Exercise data:
########################################
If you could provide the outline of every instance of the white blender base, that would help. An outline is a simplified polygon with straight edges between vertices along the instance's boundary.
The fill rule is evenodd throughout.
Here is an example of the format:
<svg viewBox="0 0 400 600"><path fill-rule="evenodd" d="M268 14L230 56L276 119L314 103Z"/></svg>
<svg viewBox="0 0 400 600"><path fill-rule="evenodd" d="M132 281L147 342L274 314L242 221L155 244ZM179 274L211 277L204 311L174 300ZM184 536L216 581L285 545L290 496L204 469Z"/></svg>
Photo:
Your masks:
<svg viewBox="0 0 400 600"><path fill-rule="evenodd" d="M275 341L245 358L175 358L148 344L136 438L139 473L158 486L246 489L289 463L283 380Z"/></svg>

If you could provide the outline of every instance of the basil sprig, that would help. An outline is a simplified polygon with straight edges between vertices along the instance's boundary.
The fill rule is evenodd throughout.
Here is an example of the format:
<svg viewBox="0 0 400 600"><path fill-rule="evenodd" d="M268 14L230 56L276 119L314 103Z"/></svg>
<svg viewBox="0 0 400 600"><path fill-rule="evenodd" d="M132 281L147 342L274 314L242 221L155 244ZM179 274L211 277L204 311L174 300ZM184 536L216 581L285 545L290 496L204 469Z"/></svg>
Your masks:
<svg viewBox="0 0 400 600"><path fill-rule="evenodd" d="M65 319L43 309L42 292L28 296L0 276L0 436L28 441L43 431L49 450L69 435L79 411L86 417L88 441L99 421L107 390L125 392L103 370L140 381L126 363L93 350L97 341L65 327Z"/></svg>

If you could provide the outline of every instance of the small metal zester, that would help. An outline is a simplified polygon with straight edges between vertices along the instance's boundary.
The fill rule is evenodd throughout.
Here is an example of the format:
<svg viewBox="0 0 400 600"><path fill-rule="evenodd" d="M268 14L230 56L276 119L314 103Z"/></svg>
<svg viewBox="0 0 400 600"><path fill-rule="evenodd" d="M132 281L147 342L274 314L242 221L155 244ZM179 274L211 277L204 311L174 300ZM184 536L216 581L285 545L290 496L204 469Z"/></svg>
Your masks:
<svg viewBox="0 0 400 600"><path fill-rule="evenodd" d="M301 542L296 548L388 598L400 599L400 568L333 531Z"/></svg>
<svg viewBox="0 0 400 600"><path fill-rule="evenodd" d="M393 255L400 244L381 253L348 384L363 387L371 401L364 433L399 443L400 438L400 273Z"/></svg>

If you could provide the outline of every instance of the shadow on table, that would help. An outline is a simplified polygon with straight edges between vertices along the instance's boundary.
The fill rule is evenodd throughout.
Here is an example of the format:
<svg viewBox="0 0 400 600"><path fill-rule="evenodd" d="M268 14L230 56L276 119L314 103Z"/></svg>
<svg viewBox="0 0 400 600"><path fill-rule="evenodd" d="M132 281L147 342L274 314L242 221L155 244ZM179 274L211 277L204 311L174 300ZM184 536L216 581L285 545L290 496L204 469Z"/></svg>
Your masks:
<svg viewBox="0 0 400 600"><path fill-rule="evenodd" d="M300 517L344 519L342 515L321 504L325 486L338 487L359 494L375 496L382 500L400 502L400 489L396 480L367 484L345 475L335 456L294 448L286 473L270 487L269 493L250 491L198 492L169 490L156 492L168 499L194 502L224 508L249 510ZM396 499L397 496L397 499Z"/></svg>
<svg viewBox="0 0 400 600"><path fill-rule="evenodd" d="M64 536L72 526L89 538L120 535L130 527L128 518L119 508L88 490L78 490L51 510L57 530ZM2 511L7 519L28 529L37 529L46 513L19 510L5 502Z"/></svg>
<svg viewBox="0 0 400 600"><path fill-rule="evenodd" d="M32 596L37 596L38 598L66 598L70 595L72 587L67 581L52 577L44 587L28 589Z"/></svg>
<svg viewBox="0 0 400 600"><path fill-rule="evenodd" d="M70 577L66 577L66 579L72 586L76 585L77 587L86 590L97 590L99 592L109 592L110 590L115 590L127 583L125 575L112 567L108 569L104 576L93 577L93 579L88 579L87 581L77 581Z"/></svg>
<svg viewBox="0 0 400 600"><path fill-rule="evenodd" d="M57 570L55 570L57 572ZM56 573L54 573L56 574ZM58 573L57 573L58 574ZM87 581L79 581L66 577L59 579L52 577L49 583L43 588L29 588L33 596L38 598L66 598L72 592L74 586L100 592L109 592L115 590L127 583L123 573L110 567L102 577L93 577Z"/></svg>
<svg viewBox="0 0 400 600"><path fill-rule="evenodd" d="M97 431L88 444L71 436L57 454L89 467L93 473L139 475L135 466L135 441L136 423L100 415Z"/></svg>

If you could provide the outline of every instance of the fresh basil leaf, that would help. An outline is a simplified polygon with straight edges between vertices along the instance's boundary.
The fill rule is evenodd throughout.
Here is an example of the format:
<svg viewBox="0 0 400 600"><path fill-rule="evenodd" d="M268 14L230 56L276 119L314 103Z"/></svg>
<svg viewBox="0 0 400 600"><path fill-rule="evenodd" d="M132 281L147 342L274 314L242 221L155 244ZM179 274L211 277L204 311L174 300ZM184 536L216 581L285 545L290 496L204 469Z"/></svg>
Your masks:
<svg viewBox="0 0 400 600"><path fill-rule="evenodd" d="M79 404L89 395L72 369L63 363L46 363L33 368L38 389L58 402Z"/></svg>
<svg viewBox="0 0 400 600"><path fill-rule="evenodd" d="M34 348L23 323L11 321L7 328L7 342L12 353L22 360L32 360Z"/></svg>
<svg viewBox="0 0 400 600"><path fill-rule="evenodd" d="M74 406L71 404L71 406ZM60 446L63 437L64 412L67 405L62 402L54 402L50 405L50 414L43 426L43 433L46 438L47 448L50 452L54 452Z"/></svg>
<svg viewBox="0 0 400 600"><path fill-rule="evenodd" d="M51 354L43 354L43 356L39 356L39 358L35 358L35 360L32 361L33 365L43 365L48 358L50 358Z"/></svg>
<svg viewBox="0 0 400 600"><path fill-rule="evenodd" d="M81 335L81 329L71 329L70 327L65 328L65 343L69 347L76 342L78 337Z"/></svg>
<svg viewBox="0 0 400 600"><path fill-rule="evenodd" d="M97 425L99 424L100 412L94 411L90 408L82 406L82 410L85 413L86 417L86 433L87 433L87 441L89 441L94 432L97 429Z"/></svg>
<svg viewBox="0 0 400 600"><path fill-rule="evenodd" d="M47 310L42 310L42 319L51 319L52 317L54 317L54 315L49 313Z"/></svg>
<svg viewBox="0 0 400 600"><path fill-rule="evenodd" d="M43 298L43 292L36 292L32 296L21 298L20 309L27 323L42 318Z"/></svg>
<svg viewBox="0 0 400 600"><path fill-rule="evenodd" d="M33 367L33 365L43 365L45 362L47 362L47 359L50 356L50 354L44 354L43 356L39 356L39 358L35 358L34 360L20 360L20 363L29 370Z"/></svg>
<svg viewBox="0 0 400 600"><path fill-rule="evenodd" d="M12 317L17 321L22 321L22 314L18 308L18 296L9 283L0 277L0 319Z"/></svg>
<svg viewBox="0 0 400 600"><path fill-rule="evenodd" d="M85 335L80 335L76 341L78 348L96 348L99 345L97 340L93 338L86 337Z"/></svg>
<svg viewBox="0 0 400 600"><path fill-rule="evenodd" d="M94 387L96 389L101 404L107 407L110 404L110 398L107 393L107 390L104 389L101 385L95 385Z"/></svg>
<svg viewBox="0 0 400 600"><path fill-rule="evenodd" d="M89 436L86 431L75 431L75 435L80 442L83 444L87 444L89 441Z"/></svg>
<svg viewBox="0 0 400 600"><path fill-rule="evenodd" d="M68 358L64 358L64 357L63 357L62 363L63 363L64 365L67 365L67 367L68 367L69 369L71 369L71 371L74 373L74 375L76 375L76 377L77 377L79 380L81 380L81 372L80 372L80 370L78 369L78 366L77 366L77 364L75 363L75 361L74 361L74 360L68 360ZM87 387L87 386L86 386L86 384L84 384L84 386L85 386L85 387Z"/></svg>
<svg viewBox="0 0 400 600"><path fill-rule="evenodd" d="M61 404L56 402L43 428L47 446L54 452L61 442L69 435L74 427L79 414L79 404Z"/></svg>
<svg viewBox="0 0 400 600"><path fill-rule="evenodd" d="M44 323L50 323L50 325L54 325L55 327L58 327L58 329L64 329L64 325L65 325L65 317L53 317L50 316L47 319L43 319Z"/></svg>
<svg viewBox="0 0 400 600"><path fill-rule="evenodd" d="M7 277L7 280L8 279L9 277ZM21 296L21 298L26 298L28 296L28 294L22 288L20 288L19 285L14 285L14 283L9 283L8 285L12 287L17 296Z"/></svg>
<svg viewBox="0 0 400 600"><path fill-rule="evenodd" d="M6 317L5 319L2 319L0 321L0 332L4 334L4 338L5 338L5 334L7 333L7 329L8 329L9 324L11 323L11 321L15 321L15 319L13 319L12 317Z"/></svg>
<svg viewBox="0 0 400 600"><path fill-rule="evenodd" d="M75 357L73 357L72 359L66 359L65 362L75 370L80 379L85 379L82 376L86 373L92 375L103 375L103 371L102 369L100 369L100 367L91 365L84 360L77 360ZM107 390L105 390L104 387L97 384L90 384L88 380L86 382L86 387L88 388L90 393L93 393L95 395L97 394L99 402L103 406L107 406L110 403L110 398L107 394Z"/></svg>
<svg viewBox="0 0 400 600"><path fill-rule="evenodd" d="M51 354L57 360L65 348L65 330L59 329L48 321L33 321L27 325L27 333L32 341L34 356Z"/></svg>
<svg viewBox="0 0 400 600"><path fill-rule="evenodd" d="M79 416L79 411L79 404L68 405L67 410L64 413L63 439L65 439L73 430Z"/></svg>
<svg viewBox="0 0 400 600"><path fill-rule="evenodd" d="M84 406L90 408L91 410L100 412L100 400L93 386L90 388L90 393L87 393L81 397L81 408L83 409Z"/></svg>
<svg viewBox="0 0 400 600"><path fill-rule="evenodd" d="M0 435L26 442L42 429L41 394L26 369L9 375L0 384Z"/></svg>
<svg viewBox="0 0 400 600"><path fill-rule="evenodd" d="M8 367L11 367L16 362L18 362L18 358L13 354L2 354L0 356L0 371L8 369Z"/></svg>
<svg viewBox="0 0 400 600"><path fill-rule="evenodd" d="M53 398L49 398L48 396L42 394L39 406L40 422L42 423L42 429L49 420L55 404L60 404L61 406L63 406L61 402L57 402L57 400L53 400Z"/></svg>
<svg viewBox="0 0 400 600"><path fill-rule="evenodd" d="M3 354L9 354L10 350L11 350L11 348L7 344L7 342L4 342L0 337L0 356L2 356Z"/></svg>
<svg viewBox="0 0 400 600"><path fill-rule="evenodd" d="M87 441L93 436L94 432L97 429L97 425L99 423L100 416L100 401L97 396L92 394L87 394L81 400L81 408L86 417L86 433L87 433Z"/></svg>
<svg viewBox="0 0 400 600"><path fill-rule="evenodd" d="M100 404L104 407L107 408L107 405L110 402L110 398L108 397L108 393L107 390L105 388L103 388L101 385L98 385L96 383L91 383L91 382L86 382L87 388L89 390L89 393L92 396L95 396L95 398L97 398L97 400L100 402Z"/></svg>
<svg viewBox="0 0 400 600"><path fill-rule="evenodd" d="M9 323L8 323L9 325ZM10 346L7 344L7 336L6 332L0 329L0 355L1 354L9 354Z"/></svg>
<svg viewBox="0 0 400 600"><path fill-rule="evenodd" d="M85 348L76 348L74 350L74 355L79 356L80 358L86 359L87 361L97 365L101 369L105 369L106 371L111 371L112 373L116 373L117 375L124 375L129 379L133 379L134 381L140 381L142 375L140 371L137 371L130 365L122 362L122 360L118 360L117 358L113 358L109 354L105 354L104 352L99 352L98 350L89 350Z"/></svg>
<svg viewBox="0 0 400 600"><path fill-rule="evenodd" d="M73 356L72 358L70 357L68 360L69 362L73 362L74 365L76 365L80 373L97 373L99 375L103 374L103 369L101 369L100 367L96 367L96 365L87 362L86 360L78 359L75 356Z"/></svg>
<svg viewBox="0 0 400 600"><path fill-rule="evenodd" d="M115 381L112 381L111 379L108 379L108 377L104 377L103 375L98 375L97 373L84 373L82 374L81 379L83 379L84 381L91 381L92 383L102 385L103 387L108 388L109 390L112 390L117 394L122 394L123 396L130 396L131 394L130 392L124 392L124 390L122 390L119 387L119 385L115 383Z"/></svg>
########################################
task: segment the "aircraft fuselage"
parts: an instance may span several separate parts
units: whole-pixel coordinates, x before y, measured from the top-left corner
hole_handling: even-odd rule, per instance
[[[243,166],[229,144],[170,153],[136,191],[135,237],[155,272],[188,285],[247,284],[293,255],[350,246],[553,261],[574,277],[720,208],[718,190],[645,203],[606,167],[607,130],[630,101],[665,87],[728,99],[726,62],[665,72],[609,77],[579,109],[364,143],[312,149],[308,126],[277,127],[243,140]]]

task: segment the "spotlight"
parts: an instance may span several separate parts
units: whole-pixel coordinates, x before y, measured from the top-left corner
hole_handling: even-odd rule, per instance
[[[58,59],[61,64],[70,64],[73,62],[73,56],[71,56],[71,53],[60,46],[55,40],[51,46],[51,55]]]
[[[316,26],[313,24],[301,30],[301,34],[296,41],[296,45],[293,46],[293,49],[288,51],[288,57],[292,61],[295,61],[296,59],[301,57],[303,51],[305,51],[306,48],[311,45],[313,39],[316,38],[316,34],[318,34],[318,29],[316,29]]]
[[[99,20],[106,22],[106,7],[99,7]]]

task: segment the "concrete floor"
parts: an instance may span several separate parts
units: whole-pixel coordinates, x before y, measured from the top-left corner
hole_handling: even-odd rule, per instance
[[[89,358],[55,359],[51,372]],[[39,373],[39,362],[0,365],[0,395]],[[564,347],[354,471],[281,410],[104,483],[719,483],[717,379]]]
########################################
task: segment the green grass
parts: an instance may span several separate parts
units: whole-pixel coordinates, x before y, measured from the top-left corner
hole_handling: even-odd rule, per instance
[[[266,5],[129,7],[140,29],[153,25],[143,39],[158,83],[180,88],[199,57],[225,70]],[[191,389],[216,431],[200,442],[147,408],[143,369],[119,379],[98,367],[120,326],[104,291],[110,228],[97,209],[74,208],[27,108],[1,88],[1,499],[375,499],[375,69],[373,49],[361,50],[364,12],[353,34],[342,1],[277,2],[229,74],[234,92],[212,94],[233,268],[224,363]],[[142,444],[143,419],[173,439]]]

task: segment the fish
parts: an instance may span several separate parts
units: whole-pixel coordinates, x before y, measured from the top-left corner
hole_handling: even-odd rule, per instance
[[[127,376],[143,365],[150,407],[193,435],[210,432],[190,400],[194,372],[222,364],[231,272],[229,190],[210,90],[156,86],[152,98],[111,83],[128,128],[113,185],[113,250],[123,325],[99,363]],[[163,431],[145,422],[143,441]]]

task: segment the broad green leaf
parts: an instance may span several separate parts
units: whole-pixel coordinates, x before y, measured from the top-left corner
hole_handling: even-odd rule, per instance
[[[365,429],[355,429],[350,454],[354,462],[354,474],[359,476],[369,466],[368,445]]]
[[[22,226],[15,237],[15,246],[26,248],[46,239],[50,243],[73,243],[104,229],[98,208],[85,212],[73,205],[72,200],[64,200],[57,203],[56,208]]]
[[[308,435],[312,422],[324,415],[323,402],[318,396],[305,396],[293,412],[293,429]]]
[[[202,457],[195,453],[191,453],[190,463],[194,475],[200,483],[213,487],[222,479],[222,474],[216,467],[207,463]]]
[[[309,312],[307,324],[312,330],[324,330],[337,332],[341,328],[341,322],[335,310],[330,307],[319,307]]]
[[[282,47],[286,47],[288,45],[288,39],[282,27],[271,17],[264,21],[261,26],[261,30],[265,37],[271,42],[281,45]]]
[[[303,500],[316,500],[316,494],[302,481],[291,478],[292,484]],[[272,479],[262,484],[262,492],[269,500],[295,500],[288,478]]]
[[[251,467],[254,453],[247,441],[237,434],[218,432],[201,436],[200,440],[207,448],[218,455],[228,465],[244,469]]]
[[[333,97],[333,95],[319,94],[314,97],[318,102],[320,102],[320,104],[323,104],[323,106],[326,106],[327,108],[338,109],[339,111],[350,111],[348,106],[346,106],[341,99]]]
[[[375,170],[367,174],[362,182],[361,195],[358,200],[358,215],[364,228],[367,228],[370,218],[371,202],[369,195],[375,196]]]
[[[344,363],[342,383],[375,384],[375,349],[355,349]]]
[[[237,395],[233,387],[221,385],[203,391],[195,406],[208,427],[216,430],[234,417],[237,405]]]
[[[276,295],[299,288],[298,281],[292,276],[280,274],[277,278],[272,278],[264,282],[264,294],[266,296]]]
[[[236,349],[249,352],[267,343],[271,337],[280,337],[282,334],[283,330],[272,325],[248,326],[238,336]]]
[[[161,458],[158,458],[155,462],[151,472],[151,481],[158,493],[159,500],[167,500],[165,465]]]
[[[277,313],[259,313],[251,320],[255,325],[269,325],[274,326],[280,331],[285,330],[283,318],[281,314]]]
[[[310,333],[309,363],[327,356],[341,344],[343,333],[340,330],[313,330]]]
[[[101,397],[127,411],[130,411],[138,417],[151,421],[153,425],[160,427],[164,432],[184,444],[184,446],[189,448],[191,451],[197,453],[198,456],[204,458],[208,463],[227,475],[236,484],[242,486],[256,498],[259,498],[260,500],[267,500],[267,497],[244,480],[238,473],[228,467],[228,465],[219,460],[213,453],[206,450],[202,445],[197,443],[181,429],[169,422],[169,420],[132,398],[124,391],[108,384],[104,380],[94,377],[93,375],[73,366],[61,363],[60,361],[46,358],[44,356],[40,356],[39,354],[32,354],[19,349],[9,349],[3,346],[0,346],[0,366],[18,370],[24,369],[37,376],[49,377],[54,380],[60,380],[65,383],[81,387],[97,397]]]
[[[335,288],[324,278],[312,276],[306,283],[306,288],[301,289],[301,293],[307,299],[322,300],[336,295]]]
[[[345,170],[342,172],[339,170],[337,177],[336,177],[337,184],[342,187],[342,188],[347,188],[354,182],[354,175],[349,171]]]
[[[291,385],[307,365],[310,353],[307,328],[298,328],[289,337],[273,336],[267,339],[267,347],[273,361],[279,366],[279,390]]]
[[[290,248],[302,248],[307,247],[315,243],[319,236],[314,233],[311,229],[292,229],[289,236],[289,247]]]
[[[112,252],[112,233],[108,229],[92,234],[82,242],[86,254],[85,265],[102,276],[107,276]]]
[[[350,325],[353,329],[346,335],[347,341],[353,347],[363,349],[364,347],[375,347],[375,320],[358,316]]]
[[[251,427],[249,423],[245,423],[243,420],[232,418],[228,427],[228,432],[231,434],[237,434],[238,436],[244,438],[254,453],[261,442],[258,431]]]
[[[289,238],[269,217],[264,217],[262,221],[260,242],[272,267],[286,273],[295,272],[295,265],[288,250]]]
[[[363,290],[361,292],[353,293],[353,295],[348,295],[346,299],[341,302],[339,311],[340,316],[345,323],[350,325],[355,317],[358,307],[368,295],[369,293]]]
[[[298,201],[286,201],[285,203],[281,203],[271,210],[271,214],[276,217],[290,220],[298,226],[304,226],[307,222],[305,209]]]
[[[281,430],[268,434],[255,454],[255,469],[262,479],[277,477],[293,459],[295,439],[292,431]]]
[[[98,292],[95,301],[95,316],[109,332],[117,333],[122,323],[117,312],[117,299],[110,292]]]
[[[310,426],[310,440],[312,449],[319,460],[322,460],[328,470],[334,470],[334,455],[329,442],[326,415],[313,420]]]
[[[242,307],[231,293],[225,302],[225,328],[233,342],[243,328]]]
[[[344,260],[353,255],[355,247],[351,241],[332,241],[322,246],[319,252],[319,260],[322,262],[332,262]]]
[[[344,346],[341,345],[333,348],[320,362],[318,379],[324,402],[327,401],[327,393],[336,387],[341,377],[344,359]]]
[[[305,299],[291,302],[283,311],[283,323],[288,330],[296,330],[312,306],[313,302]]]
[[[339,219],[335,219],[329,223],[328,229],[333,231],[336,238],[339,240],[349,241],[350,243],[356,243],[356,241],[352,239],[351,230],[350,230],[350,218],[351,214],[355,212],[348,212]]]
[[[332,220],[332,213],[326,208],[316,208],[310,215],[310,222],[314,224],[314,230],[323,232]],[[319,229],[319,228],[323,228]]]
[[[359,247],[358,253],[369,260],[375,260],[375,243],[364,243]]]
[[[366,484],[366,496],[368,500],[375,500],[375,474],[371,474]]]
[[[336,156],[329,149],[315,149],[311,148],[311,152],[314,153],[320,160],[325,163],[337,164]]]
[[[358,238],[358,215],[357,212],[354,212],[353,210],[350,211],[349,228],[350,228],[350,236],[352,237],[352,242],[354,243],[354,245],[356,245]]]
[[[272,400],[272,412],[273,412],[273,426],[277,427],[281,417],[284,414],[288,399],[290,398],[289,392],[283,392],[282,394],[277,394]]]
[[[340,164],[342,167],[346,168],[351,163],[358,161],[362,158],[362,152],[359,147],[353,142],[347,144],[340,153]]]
########################################
Task description: Please return all lines from the records that hold the word "simplified".

Exercise result:
If you could provide the outline of every instance of the white blender base, that would help. An outline is a simplified polygon with straight edges between vertices along the instance's boundary.
If you could provide the outline of every instance of the basil sprig, that would help. An outline is a simplified polygon with straight edges between vertices along the instance's boundary.
If you could provide the outline of every instance of the small metal zester, that would help. An outline is a simplified polygon with straight edges between vertices along the instance's boundary.
If you could provide the outline of every instance of the shadow on table, that would help. An outline is a simplified polygon with straight edges between vertices along the instance's boundary.
If you could provide the outline of every instance of the fresh basil leaf, that would help. An outline is a simplified polygon with straight edges between vertices along the instance's boundary.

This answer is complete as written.